Challenge:
Below is a listing to transcribe in full and exactly; keep the pictures out.

________

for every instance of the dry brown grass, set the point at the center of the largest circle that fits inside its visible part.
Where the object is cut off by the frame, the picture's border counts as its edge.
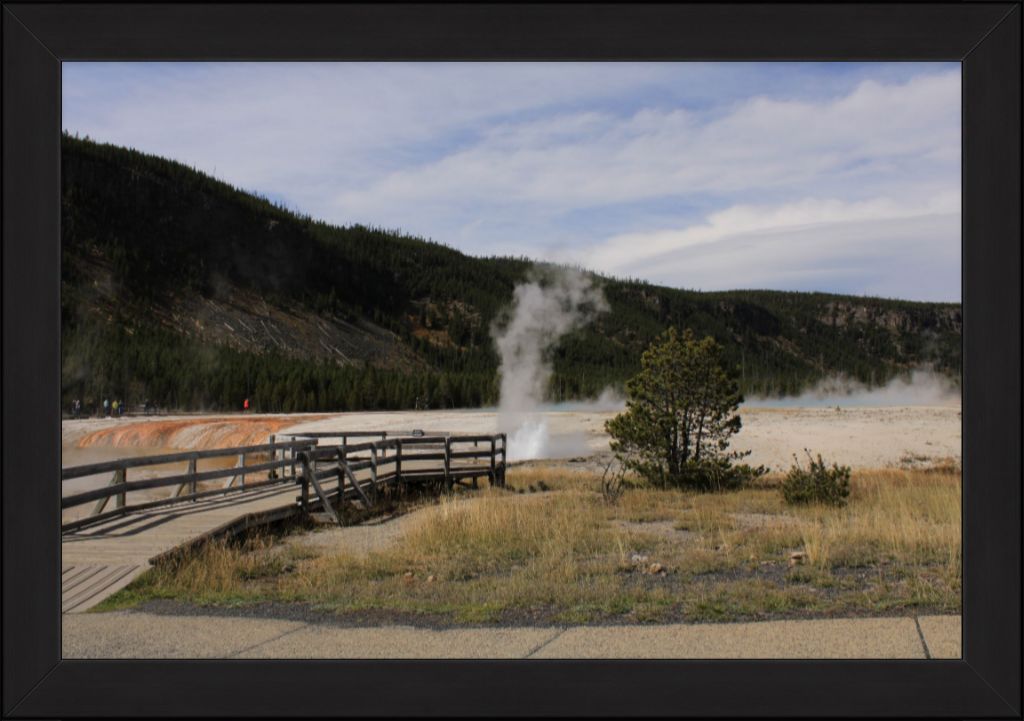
(566, 555)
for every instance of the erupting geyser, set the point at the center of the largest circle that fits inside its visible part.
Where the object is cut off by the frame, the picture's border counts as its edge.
(542, 311)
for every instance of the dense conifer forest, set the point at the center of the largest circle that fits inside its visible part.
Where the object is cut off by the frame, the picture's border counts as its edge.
(180, 291)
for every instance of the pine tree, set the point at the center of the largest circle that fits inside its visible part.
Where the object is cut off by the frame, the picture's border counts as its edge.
(680, 416)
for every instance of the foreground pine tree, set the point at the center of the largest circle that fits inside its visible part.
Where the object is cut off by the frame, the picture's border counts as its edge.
(680, 417)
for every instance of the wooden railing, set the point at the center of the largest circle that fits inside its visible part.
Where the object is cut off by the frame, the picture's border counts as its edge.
(332, 472)
(185, 484)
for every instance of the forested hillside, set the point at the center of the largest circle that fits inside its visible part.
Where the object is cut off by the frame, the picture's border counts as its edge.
(179, 290)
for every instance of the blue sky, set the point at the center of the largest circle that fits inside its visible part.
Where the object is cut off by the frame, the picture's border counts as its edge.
(839, 177)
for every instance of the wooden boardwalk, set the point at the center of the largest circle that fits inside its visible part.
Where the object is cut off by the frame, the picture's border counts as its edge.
(103, 552)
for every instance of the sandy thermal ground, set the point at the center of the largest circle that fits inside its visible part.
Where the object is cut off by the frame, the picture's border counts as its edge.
(857, 436)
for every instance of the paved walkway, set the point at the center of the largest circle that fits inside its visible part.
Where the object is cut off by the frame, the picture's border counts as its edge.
(100, 559)
(137, 635)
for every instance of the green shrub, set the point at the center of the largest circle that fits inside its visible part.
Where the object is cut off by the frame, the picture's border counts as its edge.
(816, 483)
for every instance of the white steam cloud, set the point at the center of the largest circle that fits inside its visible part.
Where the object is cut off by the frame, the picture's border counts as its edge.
(542, 311)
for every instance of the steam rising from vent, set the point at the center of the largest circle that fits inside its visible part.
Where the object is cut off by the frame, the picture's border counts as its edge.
(543, 310)
(920, 387)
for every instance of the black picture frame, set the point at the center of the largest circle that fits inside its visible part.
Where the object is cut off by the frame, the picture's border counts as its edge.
(984, 37)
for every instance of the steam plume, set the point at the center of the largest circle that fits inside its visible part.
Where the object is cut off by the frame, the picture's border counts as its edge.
(542, 311)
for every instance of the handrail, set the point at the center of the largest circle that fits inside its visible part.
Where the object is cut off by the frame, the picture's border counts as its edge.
(120, 489)
(341, 465)
(72, 472)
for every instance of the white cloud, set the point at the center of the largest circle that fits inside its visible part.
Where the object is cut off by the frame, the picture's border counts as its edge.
(781, 175)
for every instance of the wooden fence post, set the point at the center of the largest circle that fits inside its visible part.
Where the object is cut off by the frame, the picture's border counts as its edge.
(397, 461)
(120, 477)
(373, 467)
(448, 463)
(192, 471)
(494, 476)
(504, 466)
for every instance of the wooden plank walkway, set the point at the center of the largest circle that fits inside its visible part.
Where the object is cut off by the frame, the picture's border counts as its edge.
(103, 558)
(104, 552)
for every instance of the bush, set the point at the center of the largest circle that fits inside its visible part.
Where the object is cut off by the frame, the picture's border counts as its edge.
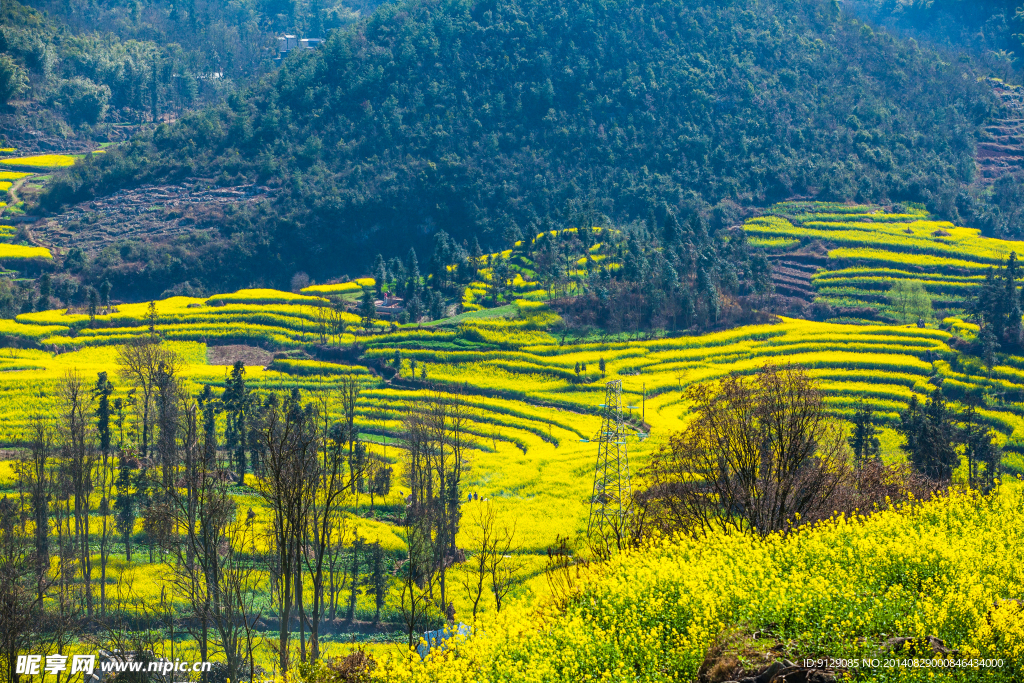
(13, 80)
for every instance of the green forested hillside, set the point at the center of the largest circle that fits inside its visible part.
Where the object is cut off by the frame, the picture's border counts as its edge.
(478, 117)
(988, 28)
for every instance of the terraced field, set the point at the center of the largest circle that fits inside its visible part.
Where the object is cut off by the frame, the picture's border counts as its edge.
(849, 256)
(532, 398)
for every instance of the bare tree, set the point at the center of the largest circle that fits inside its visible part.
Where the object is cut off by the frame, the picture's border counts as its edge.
(78, 457)
(759, 455)
(33, 472)
(329, 492)
(289, 442)
(22, 593)
(139, 365)
(436, 441)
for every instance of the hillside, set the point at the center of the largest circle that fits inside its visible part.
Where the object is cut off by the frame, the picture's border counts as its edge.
(527, 391)
(474, 118)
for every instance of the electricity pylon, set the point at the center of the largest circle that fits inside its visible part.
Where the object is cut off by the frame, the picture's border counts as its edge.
(611, 503)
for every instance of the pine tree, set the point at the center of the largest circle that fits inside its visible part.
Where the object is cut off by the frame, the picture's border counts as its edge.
(101, 393)
(380, 274)
(104, 293)
(378, 579)
(368, 309)
(237, 401)
(930, 437)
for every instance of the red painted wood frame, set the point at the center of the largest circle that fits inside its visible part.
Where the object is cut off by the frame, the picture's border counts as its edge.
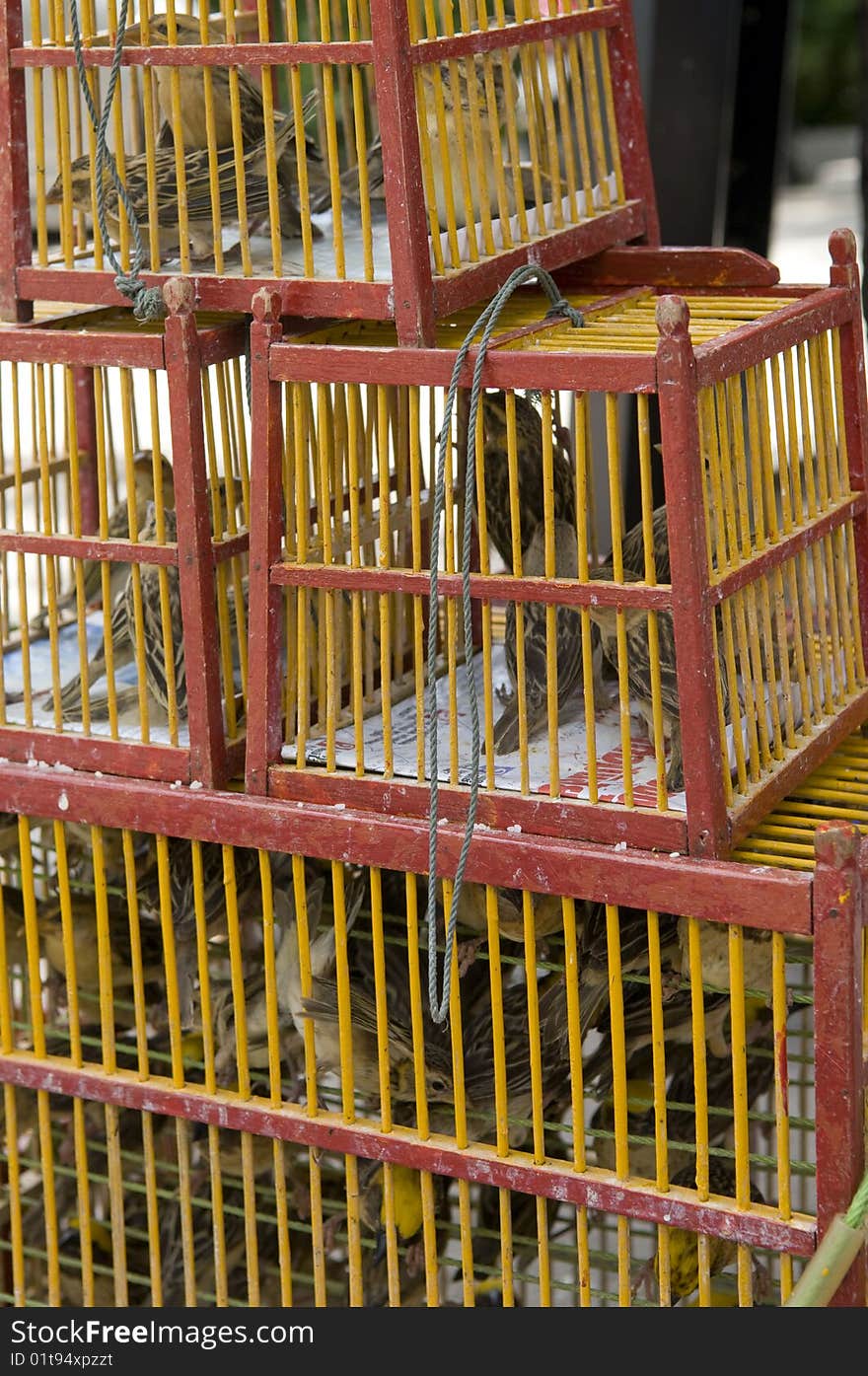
(183, 350)
(414, 298)
(676, 373)
(827, 905)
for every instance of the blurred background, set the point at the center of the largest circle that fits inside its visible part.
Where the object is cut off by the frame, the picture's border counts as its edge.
(759, 122)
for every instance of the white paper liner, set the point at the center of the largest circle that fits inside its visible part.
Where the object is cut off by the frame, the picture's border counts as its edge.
(571, 738)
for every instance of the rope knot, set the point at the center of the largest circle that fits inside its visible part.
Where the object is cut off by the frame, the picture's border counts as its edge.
(147, 303)
(568, 311)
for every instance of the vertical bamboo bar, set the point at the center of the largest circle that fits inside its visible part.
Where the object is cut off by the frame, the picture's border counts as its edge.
(264, 629)
(844, 272)
(838, 1035)
(195, 570)
(630, 120)
(692, 612)
(16, 240)
(86, 436)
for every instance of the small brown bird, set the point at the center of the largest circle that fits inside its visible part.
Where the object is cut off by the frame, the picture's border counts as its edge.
(633, 547)
(456, 88)
(197, 177)
(194, 121)
(567, 640)
(638, 669)
(529, 439)
(124, 637)
(633, 947)
(118, 527)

________

Solution for this task:
for every instance of the dry brown grass, set the point at the center of the largest circle that fits inside its visible part.
Where the object is cut off by the frame, the picture's border counts as its edge.
(566, 555)
for every instance of the erupting geyser, set the point at the center of the largest circle that fits inside its visible part.
Where the object is cut off by the frame, the picture's border counts as its edge.
(542, 311)
for every instance of the dense conifer forest, set the point at the center of the largest circle that fits inside its visible part.
Where the object is cut off by the frame, the picture's border counts as its edge.
(180, 291)
for every instance of the pine tree, set the point at the center of the largest circle that fits inside its visible part.
Where the object is cut off by the frame, the picture's border counts as its edge.
(680, 416)
for every instance of the foreground pine tree, set the point at the center of the largest circle that fits inside its visible part.
Where the object is cut off by the frame, the picture's border counts as its edge.
(680, 417)
for every instance of the wooden railing, set the point at the center of the largest circle that fits inside its visible part.
Where the object is cut off by the frame, the picture's border counts as its edge.
(332, 472)
(185, 484)
for every instance of the forested hillside, set the point at the center of the largest circle that fits inside its visible part.
Where the object is cut off by the frame, the picture's border counts as its edge.
(179, 290)
for every instance of the blue sky, set the point at the center of the largest circle that fits inside its visible part.
Where the object is cut off by the frame, the picture's border counts as its edge.
(839, 177)
for every instance of the wooden boardwalk, set the point at the center of the largest circle that fits inside its visible part.
Where the object is cut off by the frame, the picture's border counts as its edge.
(103, 552)
for every instance of the sandy thermal ground, set the point at the center of the largest circle that fits inside its visible part.
Where the object is cut off by the frame, the picture's border counts as its edge.
(857, 436)
for every instance of the paved walkway, set the point at the center of the largest circle that fits inside its visible part.
Where the object is cut off by the frame, the picture's border counts as its edge.
(100, 559)
(137, 635)
for every instance of the green shrub, set the point at the center of the largest circle that fits inside its visible part.
Where the object is cut off by the frame, the picture's border counts as its edge.
(816, 483)
for every instance of the white steam cloud, set the point at the center of the largest circle that fits inside its visible part.
Where the object is cut off by the frame, the picture's border counts as its edge.
(542, 311)
for every instance of the steam rising from vent, set the point at the center of the largest circle that fits inside its visible part.
Where the object is cut off by the frame, the picture's border counts as its edge.
(543, 310)
(920, 387)
for every instance of the black picture frame, set the point at the center of the largest circle that fits inside its visible part.
Where the object is cut off by the frame, the picture's border counts as its edge.
(984, 37)
for every instance of the steam plume, set the point at the center of the largest circle that fits inside its visible part.
Where the object is cut off by the frame, the picture's border counts as its edge.
(542, 311)
for every instance of the handrail, set the point at the center of the largest circle that fits inside its visible part.
Where the object is cut off by the frame, the picture's border counts as its edge.
(120, 489)
(341, 465)
(72, 472)
for every instance of the white cloud, set the point at the center of the largest circle that fits inside its visible part.
Where the object is cut off by the frame, the picture's border counts as its edge.
(781, 175)
for every instance of the wooden fence post, set the point at the center of the largest circle that fits inside its visible part.
Where the object is cut off by the frame, the picture's border counts as its edge.
(397, 461)
(120, 477)
(373, 467)
(448, 463)
(192, 471)
(494, 476)
(504, 466)
for every instance of the wooden plank walkway, set the point at the center of the largest circle that fits inside its visible part.
Where the object is cut off by the frame, the picture's border counts as its edge.
(103, 558)
(104, 552)
for every instance of the bush, set the point at the center of the largest circle that fits inside its visible part.
Where the object is cut off by the frame, the picture's border counts as its edge.
(13, 80)
for every instance of the green forested hillside, set the point at the center of the largest circle that fits inside its visible part.
Where the object is cut off by the frame, the picture's border counts as its edge.
(478, 117)
(988, 28)
for every instance of the terraced field, set the point at the center of the largest circle that fits inside its visible part.
Where the object is cut off by the frame, the picture's border counts as its edge.
(849, 256)
(532, 398)
for every instance of the bare tree, set the point at the center of the largest circle that fits inside its visible part.
Where the object is cut off by the frame, the picture's border counts as its edge.
(78, 457)
(759, 455)
(33, 472)
(329, 492)
(289, 442)
(22, 593)
(139, 365)
(436, 441)
for every instance of the hillside, set the point at the center of the largest circle that fits inside its visible part.
Where the object is cut off by the frame, the picture's border counts as its edge.
(527, 391)
(474, 118)
for every instance of the electricity pylon, set the point at the center of the largest circle that fits inside its visible part.
Where the object is cut off by the frame, the picture's border counts as its edge.
(611, 503)
for every instance of the pine tree, set the point at the center of the largest circle that fits inside its visible part.
Where the object is cut off by the frame, the picture's border counts as its edge.
(101, 393)
(380, 274)
(104, 293)
(378, 579)
(368, 309)
(237, 401)
(930, 437)
for every instance of the red painted wood frame, set the point at the center of the largest circle that fits inside its visible part.
Where the object is cut off by the frame, the picture's border counts as its edge.
(183, 350)
(414, 298)
(676, 373)
(827, 905)
for every instance of the blurred background, set the point at the center of the largest circle that fits inside its visible part.
Where the object is cut off by the frame, the picture's border counts as its edge.
(759, 122)
for every instance of the white paper liner, set the point at the center of the largest circle that fits inside its visible part.
Where the object is cut off by the frame, the picture's border counts as its edge.
(571, 738)
for every instance of the rope knot, set the point at the center of the largest circle that fits inside its visible part.
Where the object is cut off by the frame, the picture's border counts as its edge.
(147, 303)
(568, 311)
for every instance of the vertical bamboo bar, set the point at the center of the largest circle that fits inside its visible part.
Where the object is cut off by the frame, the picture's border counts as its edge.
(264, 629)
(844, 272)
(838, 1035)
(195, 570)
(630, 120)
(692, 612)
(16, 240)
(86, 436)
for every instance of the small brown bird, set the point at the center of the largest circle that fits inside its visible part.
Where the object is cut off by the frame, the picture's border counts as its edge.
(633, 547)
(456, 88)
(197, 177)
(194, 121)
(567, 640)
(638, 669)
(529, 439)
(124, 637)
(633, 947)
(118, 527)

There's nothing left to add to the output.